• _Aim of the task_:
Once you find the line with "Identify man in the frame above." in the data that follows, repeat it and every line after it exactly, through the line with "Identify train in the frame above.".

----- Information shown -----

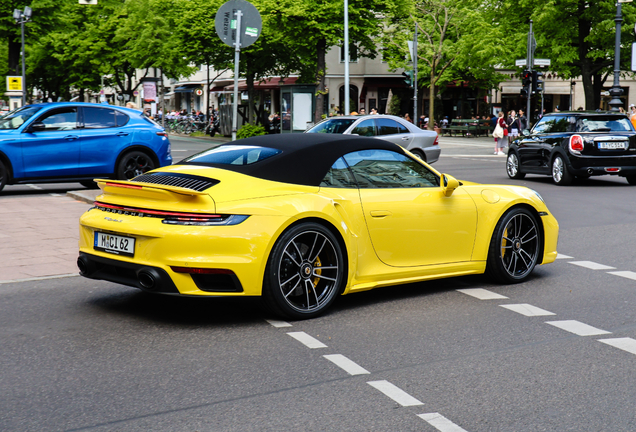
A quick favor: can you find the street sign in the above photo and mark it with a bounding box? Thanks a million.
[6,76,22,91]
[215,0,262,48]
[534,58,551,67]
[515,59,527,67]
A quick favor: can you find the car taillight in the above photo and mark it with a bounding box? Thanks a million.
[569,135,584,154]
[156,132,168,137]
[434,134,439,146]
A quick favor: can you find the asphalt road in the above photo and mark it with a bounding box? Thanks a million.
[2,135,636,431]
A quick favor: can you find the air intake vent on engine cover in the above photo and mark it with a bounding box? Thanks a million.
[131,172,219,192]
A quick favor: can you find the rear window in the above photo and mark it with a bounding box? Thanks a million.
[182,145,281,166]
[575,116,632,132]
[306,118,356,134]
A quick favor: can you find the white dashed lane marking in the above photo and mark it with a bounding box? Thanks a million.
[323,354,370,375]
[545,320,611,336]
[418,413,469,432]
[556,253,573,259]
[367,380,424,406]
[599,338,636,355]
[499,304,556,317]
[266,319,292,328]
[457,288,508,300]
[607,271,636,281]
[568,261,616,270]
[287,332,327,349]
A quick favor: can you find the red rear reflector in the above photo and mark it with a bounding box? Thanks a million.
[171,267,234,275]
[606,167,620,172]
[156,132,168,137]
[105,182,143,189]
[570,135,584,152]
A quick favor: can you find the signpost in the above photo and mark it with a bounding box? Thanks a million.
[215,0,262,141]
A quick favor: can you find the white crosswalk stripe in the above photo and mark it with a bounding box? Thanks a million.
[545,320,611,336]
[500,304,556,317]
[457,288,508,300]
[568,261,615,270]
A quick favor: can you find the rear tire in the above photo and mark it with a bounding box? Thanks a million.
[0,160,7,193]
[116,151,155,180]
[486,207,541,284]
[551,154,573,185]
[506,152,526,179]
[262,222,345,320]
[410,149,426,162]
[626,175,636,185]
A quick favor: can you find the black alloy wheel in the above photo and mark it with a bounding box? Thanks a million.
[116,151,155,180]
[506,152,526,179]
[551,154,573,185]
[486,207,541,284]
[262,222,345,319]
[0,160,7,193]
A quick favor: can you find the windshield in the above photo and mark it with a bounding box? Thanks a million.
[306,118,356,134]
[0,106,41,130]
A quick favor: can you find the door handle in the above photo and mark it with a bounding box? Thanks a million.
[370,210,392,218]
[401,136,410,140]
[116,132,129,137]
[64,135,79,140]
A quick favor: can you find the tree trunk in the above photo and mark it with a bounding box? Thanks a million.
[314,38,326,124]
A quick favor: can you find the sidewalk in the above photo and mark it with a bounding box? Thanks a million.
[0,193,95,283]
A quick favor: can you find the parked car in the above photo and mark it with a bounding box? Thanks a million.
[507,111,636,185]
[305,114,440,163]
[77,134,558,320]
[0,102,172,193]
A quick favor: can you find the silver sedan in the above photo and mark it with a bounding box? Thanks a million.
[305,114,441,163]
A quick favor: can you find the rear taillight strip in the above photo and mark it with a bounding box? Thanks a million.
[95,202,223,218]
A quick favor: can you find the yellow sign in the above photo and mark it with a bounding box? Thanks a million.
[6,76,22,91]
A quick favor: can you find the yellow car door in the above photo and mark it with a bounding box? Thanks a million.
[343,149,478,267]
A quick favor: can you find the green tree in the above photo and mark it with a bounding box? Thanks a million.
[263,0,411,123]
[496,0,636,110]
[382,0,505,128]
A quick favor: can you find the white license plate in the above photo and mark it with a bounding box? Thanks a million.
[94,232,135,257]
[598,141,627,150]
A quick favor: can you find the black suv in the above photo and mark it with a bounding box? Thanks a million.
[507,112,636,185]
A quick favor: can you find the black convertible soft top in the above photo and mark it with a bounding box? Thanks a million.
[179,134,407,186]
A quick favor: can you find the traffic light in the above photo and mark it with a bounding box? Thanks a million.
[532,70,544,93]
[402,71,414,88]
[520,87,528,97]
[521,70,531,87]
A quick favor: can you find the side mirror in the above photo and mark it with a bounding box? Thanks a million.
[521,129,531,136]
[28,122,46,132]
[441,173,459,197]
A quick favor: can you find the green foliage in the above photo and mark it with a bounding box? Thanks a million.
[236,123,267,139]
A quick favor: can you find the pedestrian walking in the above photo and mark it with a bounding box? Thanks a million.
[404,113,412,123]
[492,111,508,155]
[629,104,636,119]
[508,110,520,140]
[518,109,528,131]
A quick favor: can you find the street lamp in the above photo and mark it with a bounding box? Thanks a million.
[13,6,32,107]
[608,0,627,112]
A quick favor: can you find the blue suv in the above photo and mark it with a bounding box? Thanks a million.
[0,102,172,192]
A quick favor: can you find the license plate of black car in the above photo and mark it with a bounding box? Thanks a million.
[598,141,627,150]
[94,232,135,257]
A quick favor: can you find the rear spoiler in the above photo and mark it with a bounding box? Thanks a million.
[95,179,209,197]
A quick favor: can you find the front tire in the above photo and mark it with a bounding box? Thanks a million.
[551,154,573,185]
[506,152,526,179]
[0,160,7,193]
[486,207,542,284]
[262,222,345,319]
[116,151,155,180]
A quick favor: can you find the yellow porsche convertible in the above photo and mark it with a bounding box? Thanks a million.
[78,134,559,319]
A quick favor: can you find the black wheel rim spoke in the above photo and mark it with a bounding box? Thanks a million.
[277,230,340,313]
[500,213,539,278]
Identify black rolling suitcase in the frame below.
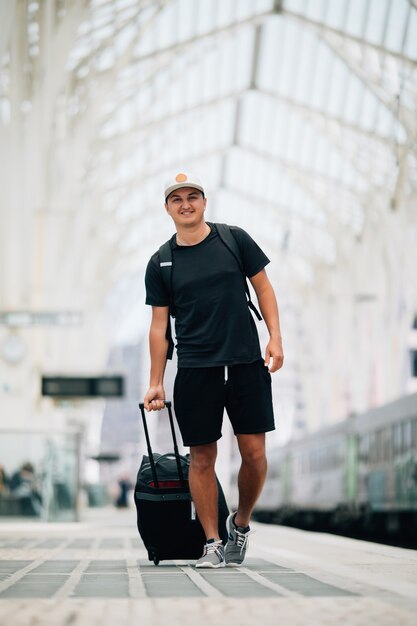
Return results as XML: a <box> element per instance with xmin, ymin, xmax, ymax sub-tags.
<box><xmin>134</xmin><ymin>401</ymin><xmax>229</xmax><ymax>565</ymax></box>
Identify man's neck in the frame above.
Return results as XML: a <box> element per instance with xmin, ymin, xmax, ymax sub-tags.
<box><xmin>176</xmin><ymin>221</ymin><xmax>210</xmax><ymax>246</ymax></box>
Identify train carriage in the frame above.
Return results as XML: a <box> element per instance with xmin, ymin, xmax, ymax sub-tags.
<box><xmin>245</xmin><ymin>392</ymin><xmax>417</xmax><ymax>537</ymax></box>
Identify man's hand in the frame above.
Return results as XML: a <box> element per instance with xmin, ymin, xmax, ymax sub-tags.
<box><xmin>264</xmin><ymin>337</ymin><xmax>284</xmax><ymax>373</ymax></box>
<box><xmin>144</xmin><ymin>385</ymin><xmax>166</xmax><ymax>411</ymax></box>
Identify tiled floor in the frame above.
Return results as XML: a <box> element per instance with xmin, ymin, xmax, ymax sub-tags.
<box><xmin>0</xmin><ymin>507</ymin><xmax>416</xmax><ymax>625</ymax></box>
<box><xmin>0</xmin><ymin>553</ymin><xmax>358</xmax><ymax>599</ymax></box>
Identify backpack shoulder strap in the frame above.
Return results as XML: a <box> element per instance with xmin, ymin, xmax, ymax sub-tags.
<box><xmin>157</xmin><ymin>239</ymin><xmax>175</xmax><ymax>360</ymax></box>
<box><xmin>158</xmin><ymin>240</ymin><xmax>173</xmax><ymax>300</ymax></box>
<box><xmin>214</xmin><ymin>223</ymin><xmax>263</xmax><ymax>321</ymax></box>
<box><xmin>215</xmin><ymin>223</ymin><xmax>243</xmax><ymax>272</ymax></box>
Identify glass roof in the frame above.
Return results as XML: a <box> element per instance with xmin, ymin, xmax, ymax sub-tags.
<box><xmin>2</xmin><ymin>0</ymin><xmax>416</xmax><ymax>298</ymax></box>
<box><xmin>57</xmin><ymin>0</ymin><xmax>417</xmax><ymax>279</ymax></box>
<box><xmin>1</xmin><ymin>0</ymin><xmax>416</xmax><ymax>435</ymax></box>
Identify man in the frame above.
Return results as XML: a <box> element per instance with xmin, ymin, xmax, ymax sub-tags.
<box><xmin>143</xmin><ymin>172</ymin><xmax>284</xmax><ymax>568</ymax></box>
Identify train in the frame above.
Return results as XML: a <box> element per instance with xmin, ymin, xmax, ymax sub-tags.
<box><xmin>230</xmin><ymin>392</ymin><xmax>417</xmax><ymax>538</ymax></box>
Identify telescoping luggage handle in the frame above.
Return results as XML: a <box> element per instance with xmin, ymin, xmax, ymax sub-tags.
<box><xmin>138</xmin><ymin>401</ymin><xmax>186</xmax><ymax>489</ymax></box>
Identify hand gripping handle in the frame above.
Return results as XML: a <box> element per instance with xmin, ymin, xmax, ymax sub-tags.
<box><xmin>138</xmin><ymin>401</ymin><xmax>186</xmax><ymax>488</ymax></box>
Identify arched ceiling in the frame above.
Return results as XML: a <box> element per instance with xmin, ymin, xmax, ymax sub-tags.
<box><xmin>65</xmin><ymin>0</ymin><xmax>417</xmax><ymax>284</ymax></box>
<box><xmin>1</xmin><ymin>0</ymin><xmax>416</xmax><ymax>430</ymax></box>
<box><xmin>2</xmin><ymin>0</ymin><xmax>416</xmax><ymax>290</ymax></box>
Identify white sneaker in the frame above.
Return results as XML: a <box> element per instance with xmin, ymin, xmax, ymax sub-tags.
<box><xmin>224</xmin><ymin>512</ymin><xmax>254</xmax><ymax>566</ymax></box>
<box><xmin>195</xmin><ymin>540</ymin><xmax>225</xmax><ymax>568</ymax></box>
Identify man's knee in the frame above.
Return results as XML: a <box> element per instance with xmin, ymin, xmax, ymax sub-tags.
<box><xmin>189</xmin><ymin>442</ymin><xmax>217</xmax><ymax>472</ymax></box>
<box><xmin>238</xmin><ymin>434</ymin><xmax>266</xmax><ymax>466</ymax></box>
<box><xmin>242</xmin><ymin>447</ymin><xmax>266</xmax><ymax>466</ymax></box>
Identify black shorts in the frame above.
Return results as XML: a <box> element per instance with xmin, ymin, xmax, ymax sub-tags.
<box><xmin>173</xmin><ymin>358</ymin><xmax>275</xmax><ymax>446</ymax></box>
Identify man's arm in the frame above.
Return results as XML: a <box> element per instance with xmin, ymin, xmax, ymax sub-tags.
<box><xmin>143</xmin><ymin>305</ymin><xmax>170</xmax><ymax>411</ymax></box>
<box><xmin>249</xmin><ymin>269</ymin><xmax>284</xmax><ymax>373</ymax></box>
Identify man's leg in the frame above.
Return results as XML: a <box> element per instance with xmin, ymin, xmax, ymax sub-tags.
<box><xmin>224</xmin><ymin>433</ymin><xmax>266</xmax><ymax>566</ymax></box>
<box><xmin>224</xmin><ymin>360</ymin><xmax>273</xmax><ymax>565</ymax></box>
<box><xmin>234</xmin><ymin>432</ymin><xmax>267</xmax><ymax>527</ymax></box>
<box><xmin>188</xmin><ymin>441</ymin><xmax>219</xmax><ymax>540</ymax></box>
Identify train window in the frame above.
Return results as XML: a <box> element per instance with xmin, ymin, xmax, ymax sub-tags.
<box><xmin>411</xmin><ymin>350</ymin><xmax>417</xmax><ymax>377</ymax></box>
<box><xmin>381</xmin><ymin>427</ymin><xmax>391</xmax><ymax>461</ymax></box>
<box><xmin>337</xmin><ymin>443</ymin><xmax>342</xmax><ymax>467</ymax></box>
<box><xmin>359</xmin><ymin>434</ymin><xmax>369</xmax><ymax>463</ymax></box>
<box><xmin>392</xmin><ymin>423</ymin><xmax>402</xmax><ymax>456</ymax></box>
<box><xmin>376</xmin><ymin>429</ymin><xmax>385</xmax><ymax>463</ymax></box>
<box><xmin>412</xmin><ymin>418</ymin><xmax>417</xmax><ymax>451</ymax></box>
<box><xmin>331</xmin><ymin>444</ymin><xmax>340</xmax><ymax>469</ymax></box>
<box><xmin>374</xmin><ymin>429</ymin><xmax>383</xmax><ymax>463</ymax></box>
<box><xmin>369</xmin><ymin>432</ymin><xmax>378</xmax><ymax>464</ymax></box>
<box><xmin>402</xmin><ymin>420</ymin><xmax>412</xmax><ymax>453</ymax></box>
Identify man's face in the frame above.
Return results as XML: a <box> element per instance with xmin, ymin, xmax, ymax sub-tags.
<box><xmin>165</xmin><ymin>187</ymin><xmax>206</xmax><ymax>226</ymax></box>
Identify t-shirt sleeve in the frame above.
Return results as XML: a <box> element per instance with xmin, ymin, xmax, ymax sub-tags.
<box><xmin>229</xmin><ymin>226</ymin><xmax>270</xmax><ymax>278</ymax></box>
<box><xmin>145</xmin><ymin>253</ymin><xmax>170</xmax><ymax>306</ymax></box>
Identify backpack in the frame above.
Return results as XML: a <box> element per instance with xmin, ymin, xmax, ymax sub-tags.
<box><xmin>157</xmin><ymin>223</ymin><xmax>263</xmax><ymax>359</ymax></box>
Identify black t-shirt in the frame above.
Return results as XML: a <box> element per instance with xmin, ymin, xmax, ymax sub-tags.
<box><xmin>145</xmin><ymin>222</ymin><xmax>270</xmax><ymax>368</ymax></box>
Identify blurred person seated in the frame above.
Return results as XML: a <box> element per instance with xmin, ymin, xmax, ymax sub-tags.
<box><xmin>10</xmin><ymin>462</ymin><xmax>42</xmax><ymax>516</ymax></box>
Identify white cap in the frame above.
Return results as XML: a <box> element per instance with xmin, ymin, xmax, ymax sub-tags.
<box><xmin>164</xmin><ymin>172</ymin><xmax>205</xmax><ymax>200</ymax></box>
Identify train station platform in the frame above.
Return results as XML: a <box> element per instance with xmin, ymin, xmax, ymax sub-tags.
<box><xmin>0</xmin><ymin>507</ymin><xmax>416</xmax><ymax>626</ymax></box>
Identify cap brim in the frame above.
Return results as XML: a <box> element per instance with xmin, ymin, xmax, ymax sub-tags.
<box><xmin>165</xmin><ymin>182</ymin><xmax>204</xmax><ymax>199</ymax></box>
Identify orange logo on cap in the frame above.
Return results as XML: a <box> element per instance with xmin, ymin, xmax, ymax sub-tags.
<box><xmin>175</xmin><ymin>173</ymin><xmax>188</xmax><ymax>182</ymax></box>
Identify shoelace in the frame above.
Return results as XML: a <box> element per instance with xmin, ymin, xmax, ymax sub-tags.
<box><xmin>234</xmin><ymin>528</ymin><xmax>254</xmax><ymax>554</ymax></box>
<box><xmin>204</xmin><ymin>542</ymin><xmax>223</xmax><ymax>558</ymax></box>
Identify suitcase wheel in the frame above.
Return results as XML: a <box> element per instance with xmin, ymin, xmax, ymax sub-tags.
<box><xmin>148</xmin><ymin>548</ymin><xmax>159</xmax><ymax>566</ymax></box>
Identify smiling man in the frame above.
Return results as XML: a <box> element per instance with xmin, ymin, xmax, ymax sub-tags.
<box><xmin>143</xmin><ymin>172</ymin><xmax>284</xmax><ymax>568</ymax></box>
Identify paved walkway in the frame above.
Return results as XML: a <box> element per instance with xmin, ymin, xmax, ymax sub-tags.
<box><xmin>0</xmin><ymin>507</ymin><xmax>416</xmax><ymax>625</ymax></box>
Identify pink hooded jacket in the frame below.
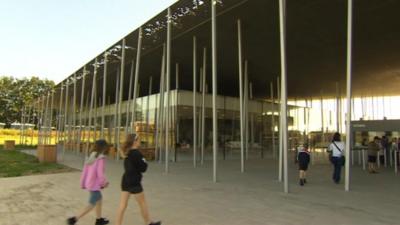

-----

• _Solved exercise_:
Identify man in the frame above.
Return results as XML: a <box> element per instance with xmin, ymin, xmax, ymax sub-tags.
<box><xmin>143</xmin><ymin>172</ymin><xmax>284</xmax><ymax>568</ymax></box>
Identify train in the frame above.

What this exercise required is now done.